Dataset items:
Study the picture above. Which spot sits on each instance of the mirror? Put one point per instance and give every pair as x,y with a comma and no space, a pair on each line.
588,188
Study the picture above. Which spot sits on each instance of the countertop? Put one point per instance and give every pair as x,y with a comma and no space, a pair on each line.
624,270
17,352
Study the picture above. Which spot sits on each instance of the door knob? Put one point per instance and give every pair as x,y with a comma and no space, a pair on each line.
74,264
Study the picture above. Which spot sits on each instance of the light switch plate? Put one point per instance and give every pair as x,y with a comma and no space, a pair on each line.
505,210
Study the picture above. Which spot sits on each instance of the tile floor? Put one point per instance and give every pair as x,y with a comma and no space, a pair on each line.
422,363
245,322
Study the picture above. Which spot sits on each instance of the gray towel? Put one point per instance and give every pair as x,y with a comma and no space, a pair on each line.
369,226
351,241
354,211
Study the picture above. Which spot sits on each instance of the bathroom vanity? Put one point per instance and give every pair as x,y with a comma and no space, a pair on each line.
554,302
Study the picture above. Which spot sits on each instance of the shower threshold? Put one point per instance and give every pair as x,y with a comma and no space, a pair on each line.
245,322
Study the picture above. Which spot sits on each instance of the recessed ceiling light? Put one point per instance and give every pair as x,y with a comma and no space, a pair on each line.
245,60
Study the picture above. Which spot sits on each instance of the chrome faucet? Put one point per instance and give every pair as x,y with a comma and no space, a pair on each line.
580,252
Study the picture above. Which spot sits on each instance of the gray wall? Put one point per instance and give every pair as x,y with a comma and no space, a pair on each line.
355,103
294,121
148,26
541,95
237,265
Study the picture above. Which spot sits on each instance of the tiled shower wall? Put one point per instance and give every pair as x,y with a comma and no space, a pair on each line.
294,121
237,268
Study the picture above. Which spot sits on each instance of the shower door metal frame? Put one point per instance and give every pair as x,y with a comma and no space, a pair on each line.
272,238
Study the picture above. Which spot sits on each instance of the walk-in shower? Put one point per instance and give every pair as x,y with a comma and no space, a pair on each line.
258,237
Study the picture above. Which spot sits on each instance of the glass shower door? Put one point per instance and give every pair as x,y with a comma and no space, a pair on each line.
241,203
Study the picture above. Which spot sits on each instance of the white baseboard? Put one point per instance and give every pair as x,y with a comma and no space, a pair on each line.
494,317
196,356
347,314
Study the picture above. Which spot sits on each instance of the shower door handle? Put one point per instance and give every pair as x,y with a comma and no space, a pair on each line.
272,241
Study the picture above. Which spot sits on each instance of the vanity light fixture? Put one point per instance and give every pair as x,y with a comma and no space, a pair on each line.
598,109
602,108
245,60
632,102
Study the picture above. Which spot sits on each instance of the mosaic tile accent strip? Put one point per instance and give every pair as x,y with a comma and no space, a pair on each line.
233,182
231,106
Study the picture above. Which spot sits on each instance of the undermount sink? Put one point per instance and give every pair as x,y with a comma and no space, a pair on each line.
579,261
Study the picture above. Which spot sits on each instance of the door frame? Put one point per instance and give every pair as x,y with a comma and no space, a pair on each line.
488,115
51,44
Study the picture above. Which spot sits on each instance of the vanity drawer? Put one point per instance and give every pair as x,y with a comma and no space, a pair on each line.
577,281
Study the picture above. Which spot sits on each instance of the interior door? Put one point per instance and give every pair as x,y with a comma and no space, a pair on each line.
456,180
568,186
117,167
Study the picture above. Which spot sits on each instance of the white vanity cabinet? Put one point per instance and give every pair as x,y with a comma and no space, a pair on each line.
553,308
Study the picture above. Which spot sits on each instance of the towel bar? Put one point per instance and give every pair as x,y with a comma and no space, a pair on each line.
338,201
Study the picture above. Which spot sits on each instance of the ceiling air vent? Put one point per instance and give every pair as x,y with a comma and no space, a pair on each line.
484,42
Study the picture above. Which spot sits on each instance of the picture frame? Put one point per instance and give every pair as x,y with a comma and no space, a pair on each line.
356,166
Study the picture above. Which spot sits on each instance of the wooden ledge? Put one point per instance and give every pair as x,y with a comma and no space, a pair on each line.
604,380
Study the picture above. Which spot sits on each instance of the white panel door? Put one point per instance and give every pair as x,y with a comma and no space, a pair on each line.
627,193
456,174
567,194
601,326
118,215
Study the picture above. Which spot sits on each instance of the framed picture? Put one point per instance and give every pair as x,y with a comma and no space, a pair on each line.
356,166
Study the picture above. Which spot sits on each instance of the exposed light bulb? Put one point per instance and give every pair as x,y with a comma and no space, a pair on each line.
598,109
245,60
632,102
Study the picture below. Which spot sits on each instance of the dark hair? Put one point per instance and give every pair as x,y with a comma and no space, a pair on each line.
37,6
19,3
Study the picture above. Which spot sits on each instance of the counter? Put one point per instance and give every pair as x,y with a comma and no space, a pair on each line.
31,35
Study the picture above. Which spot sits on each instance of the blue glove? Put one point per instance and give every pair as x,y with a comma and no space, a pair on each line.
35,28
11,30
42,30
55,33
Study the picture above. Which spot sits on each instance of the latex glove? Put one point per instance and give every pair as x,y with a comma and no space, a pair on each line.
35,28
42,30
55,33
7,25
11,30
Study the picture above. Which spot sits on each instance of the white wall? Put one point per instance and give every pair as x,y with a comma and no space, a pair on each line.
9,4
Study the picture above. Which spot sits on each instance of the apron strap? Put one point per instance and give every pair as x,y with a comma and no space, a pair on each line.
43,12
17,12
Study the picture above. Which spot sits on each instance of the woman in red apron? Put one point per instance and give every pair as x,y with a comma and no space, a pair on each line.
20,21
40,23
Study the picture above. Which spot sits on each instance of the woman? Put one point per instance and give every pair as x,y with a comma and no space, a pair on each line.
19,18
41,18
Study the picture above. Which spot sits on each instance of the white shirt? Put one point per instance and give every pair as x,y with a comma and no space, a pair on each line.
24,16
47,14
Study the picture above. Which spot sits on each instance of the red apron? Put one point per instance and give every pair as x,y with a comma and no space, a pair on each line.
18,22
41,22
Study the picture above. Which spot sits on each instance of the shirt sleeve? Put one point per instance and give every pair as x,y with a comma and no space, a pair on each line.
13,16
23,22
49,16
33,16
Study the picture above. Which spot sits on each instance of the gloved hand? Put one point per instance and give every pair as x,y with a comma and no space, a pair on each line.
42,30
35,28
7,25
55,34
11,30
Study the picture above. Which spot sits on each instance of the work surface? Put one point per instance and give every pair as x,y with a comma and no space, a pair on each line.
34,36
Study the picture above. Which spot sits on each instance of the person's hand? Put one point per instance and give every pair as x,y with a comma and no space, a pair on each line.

Objective
Repeat the material above in full, keeping every word.

Response
Study the picture above. Which spot sits on each instance of the mirror? Put one point per instance and give every pair as x,y with a comma and no space, a pair on each line.
588,188
Study the picture above. Which spot sits on each instance of the countertop? Put one point per instance and give every pair as x,y with a comma and no space, a pair on each line.
624,270
17,352
Study the picture above. Which spot sits on each instance of the door knob? Put one point per instance and give every pair as x,y with a comma and no space, a pair on each line.
74,264
Study the picture above. Which spot sits on each instance of the light switch plate? Put one point per instance and give every pair as x,y with a comma and no space, a pair on each line.
505,210
Study the picture above. Which spot sits on each instance of the tile floor? Put one point per instance and give every pair as x,y with a comma and no space, a pair on each line.
422,363
245,322
Study the picture above. Which spot sits on each instance of the gray towel? Put one point per instance and give every pair as x,y with a comma and no space, a pair on each line.
369,226
351,241
354,211
Study the picture above. Which spot sits on each instance of the bathroom vanity? Put one point per instance and give every pair as x,y with a comma and no space, a pair on each line.
554,302
Study the picture above. Which spot sits on each instance of the shower threshold? Put one point per instance and give every pair as x,y with a comma and no space, a pair on each line.
245,322
Study the picture above. Which spot sits on each instance of the recessed ceiling light? Put one point per instance and give every pair as x,y with a comma and no space, a pair on each line.
245,60
Study the picture above. Which spot sits on each instance of the chrome faucet? Put one point per instance and give every pair as x,y with a comma and no space, a pair on each line.
580,252
Study the picture above. Which spot sits on each instance of the gray wall? Put one point per instance and give every pair as x,y with a comma and no space, a pair on each line.
355,103
294,121
148,26
541,95
237,265
Study the picture above. Which spot sits on each instance of the tiled shower wall? Put one point per instance and give every pair as x,y with a comma and no space, a pair on each line.
294,121
237,268
Study the picture above. Which spot sits on each instance of the shower door metal frame? Put one point per instance and give every pair as x,y with a comma and no space, a pair on each line.
272,238
Study the picture above. Which spot sits on each instance of the walk-in shower? Put one point per instance and give every pair as x,y with a comma and no space, a pair on each line.
258,237
Study the picture above. Which spot sits on each instance of the glass shower door? Put one point per instance and give every pair as x,y with a comma and no space, a pair on each line.
241,203
Study the picture above. Which spot sits on each instance of the white baseboard? Put one point per instance and give every pair as x,y with a comma and no space, a pair on each line.
494,317
196,356
347,314
Study the picture above. Which spot sits on each instance of the shower door handle? Put one point per instance and give every pair as x,y with a comma and no space, a pair on each line.
272,241
Study the picture above. Which spot sits on each instance of the vanity light fixture? Put one point per instance and give every pair as x,y with a comma and no space, a pair on each line.
598,109
602,108
245,60
632,102
Study the picture above. Which spot sits on each instance of the mosaic tile accent strip? Put one point per instance and give every pair as x,y with a comma and no space, a pair on each line.
233,182
231,106
Study the picture above. Which spot sits on each instance of the undermount sink? Put one point per instance and give every pair as x,y with a comma and no space, a pair on each line.
579,261
Study the picture above. Which spot sits on each instance of the door frame? Put one point per instance and give every pair as x,y with a comma and no space, a pair on each line.
488,115
51,44
Study the picture above. Which spot sits on each instance of the vanity drawer? Put one point per instance and give every pair as x,y with a comma and no space, a pair on each line.
577,281
Study the picture above. Which spot sits on each instance of the interior door? Put one point per instance and give every pair as x,y with a comma and no space, a pair on each line.
456,180
568,186
117,167
Study the picture above. Which spot sits on each instance of the white vanity cabinet? Put one point per instance and give every pair as x,y with a comma and no space, a pair on each line.
553,308
Study the picture above. Which spot sits on each instance of the towel bar? Put one point per instance and give every pair as x,y with a comma and no space, a pair on each line.
338,201
Study the picture above. Which spot sits on each instance of the ceiling air vent? Put one point per instance and give every pair as x,y with a comma and no space, a pair on each line.
484,42
Study the picture above. Which spot sits on each instance of the picture frame? Put one point per instance and give every pair as x,y with a comma and no space, a pair on each line.
356,166
Study the picture above. Which spot sits on each instance of the wooden ledge? Put one point per instance and give every pair as x,y with a comma and no space, a pair on each line.
604,380
Study the picture above. Which spot sits on each instance of the white panel door? Put one point per instance and give every pair as x,y with a comma and no space, a pair on each line.
627,193
456,174
567,194
601,326
118,215
Study the picture above. Which spot sits on each instance of the framed picture? Put one point per instance and give every pair as x,y with a comma and no space, a pair on each line.
356,166
Study the picture above. Which spot sits on each instance of the exposed light bulb? Put one point per instance and give every pair as x,y with a comma and no space, a pair on each line.
598,109
245,60
632,102
Study the picture below. Which spot sits on each instance of the dark hair? Put one point per instance and give every pair as x,y with a comma and no space, a pair on each line.
37,6
19,3
Study the picture above. Which spot sits on each instance of the counter? Put one point per instance and give every pair as x,y with a comma and no space, a pair on each line.
31,35
Study the picture above. Which spot sits on each instance of the blue glove? Put one point per instance and give every pair as x,y with a comma and no space, a pair on each line.
35,28
11,30
42,30
55,33
Study the picture above. Which spot sits on each instance of the latex glove? Put one point per instance and give every pair as x,y with a comma and no space, a pair on each line.
35,28
42,30
55,33
7,25
11,30
Study the picture above. Which spot sits on each instance of the white wall? Put one point per instance and give every pair as x,y with a comma and no space, a pair on each line.
9,4
Study the picture above. Which spot sits on each instance of the apron strap? Put one point per instance and give every pair as x,y with a comma and no space, a pair on each line.
43,12
17,12
Study the picture above. Which spot sits on each instance of the woman in red apron? Put one point per instance and give every pair as x,y with a comma and no space, a pair on each line.
20,21
40,23
Study the picture above. Which spot sits on each instance of the woman? Put one point per instance and give every pair as x,y with a comma and no space, a pair on each line.
19,18
41,18
Study the picture above. Which spot sits on each instance of the white shirt? Put one point per instance and give every pair as x,y with a comma and no space, a pair on each line.
24,16
47,14
Study the picture above. Which spot sits on each instance of the red apron? Put one point per instance and give every pair as x,y with a comma and no space, a pair on each line.
18,22
41,22
Study the picture above. Which spot sits on each instance of the shirt sleeve? Put one point per instance and give every pair as x,y with a comma and no space, a pair on each line.
13,16
23,22
49,16
33,16
Study the picture above. Which spot sits on each instance of the gloved hand? Put one point per instance and give every pair as x,y with a comma and no space, a pair on each line.
42,30
35,28
7,25
55,34
11,30
Study the picture above. Which spot sits on each instance of the work surface? Put one point per instance and give every pair as x,y with a comma and no space, a pair on each line.
34,36
Study the picture above. Which spot sits on each instance of the person's hand? Put one point per instance and give every pair as x,y with a comma and no space, a pair on each line.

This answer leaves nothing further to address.